▶ Required action
In the account of the attack on Bacon Hill, at what time did the first attack begin on 16 March 1945?

▶ Selected text
· · · · ·
As orders were passed for an attack to be made on this position, the 14th/32nd was brought up to relieve the 19th. The Japanese position sat atop a 600 ft hill which rose steeply, up to 45 degrees in some places, from the jungle below. In preparation, the 14th/32nd occupied a number of positions around Bacon Hill and at 9:55 am on 16 March 1945 the attack began with two companies, 'B' and 'D', attacking under the cover of an intense artillery barrage provided by elements of the 2/14th Field Regiment, with direct fire support being provided by 'A' and 'C' Companies from the high ground surrounding the hill. The Japanese defences were well-prepared though, and machine-gun and mortar fire from well-sited positions soon pinned down two platoons from 'B' Company. In order to regain momentum, a flanking move to the left was undertaken by 'D' Company, but after two hours they too came under intense machine-gun fire as they attempted to round Mount Sugi and attack the Japanese from the rear, forcing them to dig-in to the north of Bacon Hill. At this point the situation became quite desperate for the attackers, and a number of Australian platoons found themselves embroiled in an intense battle. Finally, late in the day, after having lost 10 men killed and another 13 wounded the attack was called off. The attack was resumed early the following day with two companies attacking from the north and digging-in on the eastern approaches to the hill while two platoons clambered up the steep western slope amidst heavy Japanese mortar and grenade attacks. By nightfall the Australians, who had lost a further six men killed and 17 wounded, were in control of most of the position, although two Japanese positions were still holding out. On 18 March the attack was resumed and finally, by 3:00 pm, the last Japanese had been cleared from the hill.
· · · · ·
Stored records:

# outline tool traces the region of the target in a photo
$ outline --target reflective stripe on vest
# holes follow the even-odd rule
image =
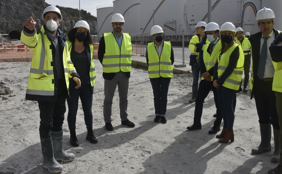
[[[170,42],[164,42],[160,57],[157,52],[154,42],[148,44],[148,73],[149,78],[160,77],[172,77],[173,75],[173,68],[170,60],[171,45]]]
[[[117,72],[131,70],[131,38],[128,33],[123,33],[120,49],[112,33],[104,33],[106,48],[102,65],[104,72]]]
[[[243,74],[245,56],[242,47],[239,44],[234,44],[222,54],[220,61],[219,58],[217,58],[217,62],[219,62],[217,68],[218,77],[219,78],[228,66],[230,55],[237,47],[239,47],[240,55],[236,66],[237,67],[234,68],[231,74],[227,77],[222,84],[225,87],[234,90],[238,90],[239,89]]]

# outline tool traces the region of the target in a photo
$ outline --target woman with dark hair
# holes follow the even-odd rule
[[[76,89],[75,83],[70,81],[70,98],[67,99],[69,107],[68,124],[70,134],[70,144],[75,147],[79,146],[76,134],[76,122],[80,97],[87,129],[86,139],[91,143],[97,142],[92,131],[92,100],[96,71],[92,60],[94,48],[90,31],[87,22],[80,21],[67,34],[69,40],[67,42],[70,54],[70,60],[79,75],[81,82],[81,87]]]
[[[225,22],[222,25],[220,30],[221,44],[216,46],[221,47],[217,49],[219,50],[218,53],[214,55],[217,57],[217,61],[214,66],[213,86],[217,88],[218,104],[223,120],[222,131],[216,137],[223,138],[219,140],[222,143],[227,143],[230,140],[234,141],[233,100],[236,97],[235,91],[239,88],[243,74],[244,52],[236,41],[236,30],[231,22]]]

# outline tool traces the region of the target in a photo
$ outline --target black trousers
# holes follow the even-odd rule
[[[280,130],[275,92],[272,91],[273,82],[265,82],[258,78],[256,80],[253,92],[258,122],[261,124],[270,123],[274,129]]]
[[[57,101],[38,102],[40,111],[39,134],[40,137],[50,138],[50,130],[57,132],[63,130],[66,111],[66,84],[64,79],[59,79],[58,83]]]
[[[194,112],[194,124],[199,125],[201,124],[201,117],[203,112],[203,102],[211,90],[213,92],[214,102],[217,108],[217,118],[214,123],[214,126],[219,127],[222,120],[221,110],[218,105],[217,88],[213,86],[213,82],[208,82],[206,80],[202,80],[200,82],[196,97],[195,111]]]

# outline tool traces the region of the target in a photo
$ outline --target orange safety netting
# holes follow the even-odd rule
[[[32,55],[22,43],[0,44],[0,62],[31,62]]]
[[[93,58],[98,59],[99,43],[94,43]],[[132,55],[142,54],[142,43],[132,44]],[[0,62],[31,62],[32,52],[22,43],[0,44]]]
[[[142,54],[142,43],[132,44],[132,55],[139,56]]]

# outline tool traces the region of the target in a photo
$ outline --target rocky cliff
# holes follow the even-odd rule
[[[24,22],[30,16],[36,22],[36,29],[40,30],[43,24],[42,12],[49,5],[44,0],[1,0],[0,33],[7,34],[13,30],[21,31]],[[63,16],[62,25],[61,23],[59,28],[62,31],[63,27],[64,32],[66,33],[79,20],[79,11],[71,8],[56,7]],[[83,10],[81,10],[80,15],[81,20],[86,21],[89,24],[91,34],[96,34],[97,17]]]

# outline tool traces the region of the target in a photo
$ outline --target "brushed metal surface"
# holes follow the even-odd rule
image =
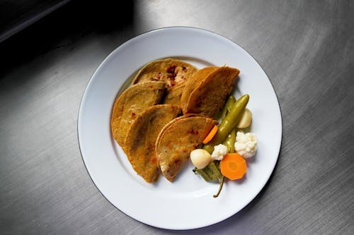
[[[73,1],[0,44],[0,234],[354,234],[353,1],[82,4]],[[261,193],[224,222],[183,231],[138,222],[105,199],[76,133],[81,98],[105,57],[138,34],[173,25],[215,32],[252,54],[283,121],[279,159]]]

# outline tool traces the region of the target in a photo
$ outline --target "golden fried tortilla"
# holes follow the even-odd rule
[[[114,138],[123,149],[130,126],[146,109],[160,102],[165,85],[162,81],[133,85],[115,100],[110,128]]]
[[[171,104],[156,104],[147,108],[130,126],[125,150],[134,170],[147,182],[159,179],[155,142],[164,126],[182,110]]]
[[[198,147],[217,121],[195,114],[184,115],[166,125],[156,142],[156,154],[162,174],[169,181],[188,161],[190,152]]]
[[[132,84],[165,81],[167,92],[163,103],[180,105],[184,84],[198,70],[192,64],[177,59],[156,60],[147,64],[134,78]]]
[[[183,113],[214,117],[232,91],[239,73],[237,68],[227,66],[210,73],[190,93]]]
[[[183,110],[186,110],[189,97],[192,92],[198,88],[207,76],[220,67],[209,66],[198,70],[190,78],[185,81],[185,86],[181,97],[181,105]]]

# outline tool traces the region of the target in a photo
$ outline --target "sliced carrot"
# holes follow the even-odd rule
[[[215,134],[217,133],[217,126],[215,125],[212,127],[212,130],[210,131],[210,132],[209,132],[209,133],[207,134],[207,137],[205,137],[204,140],[202,140],[202,143],[206,144],[209,141],[210,141],[214,137],[214,135],[215,135]]]
[[[229,179],[239,179],[247,171],[246,160],[238,153],[228,153],[220,161],[222,174]]]

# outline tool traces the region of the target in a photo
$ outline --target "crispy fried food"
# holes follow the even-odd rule
[[[115,100],[110,128],[114,138],[123,149],[130,126],[146,109],[160,102],[165,84],[161,81],[133,85]]]
[[[167,88],[164,104],[181,106],[181,96],[185,81],[198,71],[190,64],[173,59],[165,59],[147,64],[134,78],[132,84],[146,81],[165,81]]]
[[[200,73],[200,76],[205,76],[205,73]],[[219,67],[212,71],[190,93],[186,103],[186,99],[183,97],[183,113],[214,117],[234,88],[239,73],[237,68],[227,66]],[[201,78],[194,79],[202,80]],[[186,92],[187,91],[185,95],[188,95]]]
[[[127,132],[125,150],[134,170],[147,182],[159,179],[160,170],[155,153],[155,142],[164,126],[182,110],[171,104],[152,106],[142,113]]]
[[[184,115],[166,125],[156,142],[156,154],[162,174],[169,181],[189,159],[193,150],[198,147],[202,140],[217,121],[196,114]]]
[[[205,78],[211,73],[220,67],[209,66],[198,70],[190,78],[185,81],[185,86],[181,97],[181,105],[183,110],[186,110],[189,97],[192,92],[197,88]]]

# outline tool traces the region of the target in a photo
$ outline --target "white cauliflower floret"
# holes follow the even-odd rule
[[[221,161],[228,152],[227,147],[222,144],[215,145],[214,147],[214,151],[212,153],[212,159],[213,160]]]
[[[253,133],[237,132],[235,150],[244,158],[254,156],[257,150],[257,135]]]

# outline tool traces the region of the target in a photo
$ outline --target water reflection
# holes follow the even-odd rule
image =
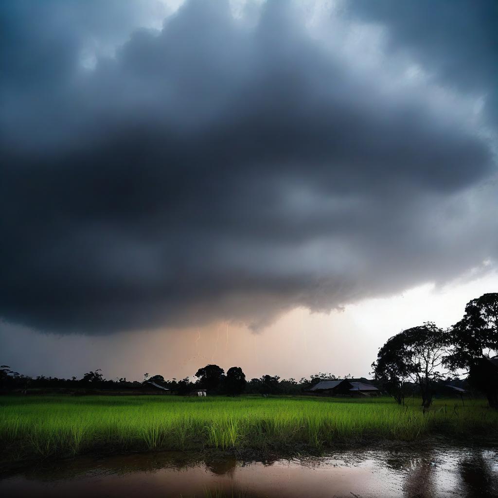
[[[184,453],[78,458],[0,481],[0,496],[151,498],[498,497],[495,449],[347,451],[263,464]]]

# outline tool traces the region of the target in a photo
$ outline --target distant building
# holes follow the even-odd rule
[[[189,396],[198,396],[200,398],[205,397],[208,395],[208,391],[205,389],[194,389],[189,393]]]
[[[322,380],[313,386],[309,392],[322,396],[376,396],[380,393],[379,390],[371,384],[340,379]]]
[[[162,391],[165,391],[166,392],[169,391],[169,389],[167,387],[165,387],[164,386],[161,385],[156,382],[152,382],[152,380],[145,380],[142,385],[145,387],[150,388],[152,390],[155,390],[158,389]]]

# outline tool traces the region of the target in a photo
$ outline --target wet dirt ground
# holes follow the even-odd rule
[[[4,476],[0,496],[486,498],[498,497],[498,450],[347,451],[265,463],[172,453],[80,457]]]

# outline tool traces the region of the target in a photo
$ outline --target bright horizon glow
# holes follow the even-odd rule
[[[449,327],[463,315],[469,301],[497,288],[498,276],[492,272],[441,287],[427,284],[366,299],[329,314],[297,308],[257,334],[222,323],[103,337],[61,336],[2,322],[1,361],[32,376],[80,377],[102,368],[107,378],[141,380],[146,372],[180,378],[215,363],[225,371],[241,367],[248,379],[269,374],[298,380],[320,372],[368,377],[377,350],[390,337],[425,321]]]

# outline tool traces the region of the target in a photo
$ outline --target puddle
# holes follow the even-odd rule
[[[304,460],[192,463],[181,454],[78,458],[0,481],[0,496],[47,498],[498,497],[498,451],[345,451]]]

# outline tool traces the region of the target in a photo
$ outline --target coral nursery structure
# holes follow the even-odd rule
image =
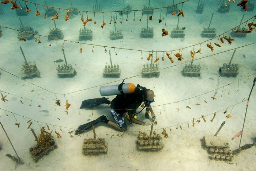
· · · · ·
▶ Expected answer
9:55 am.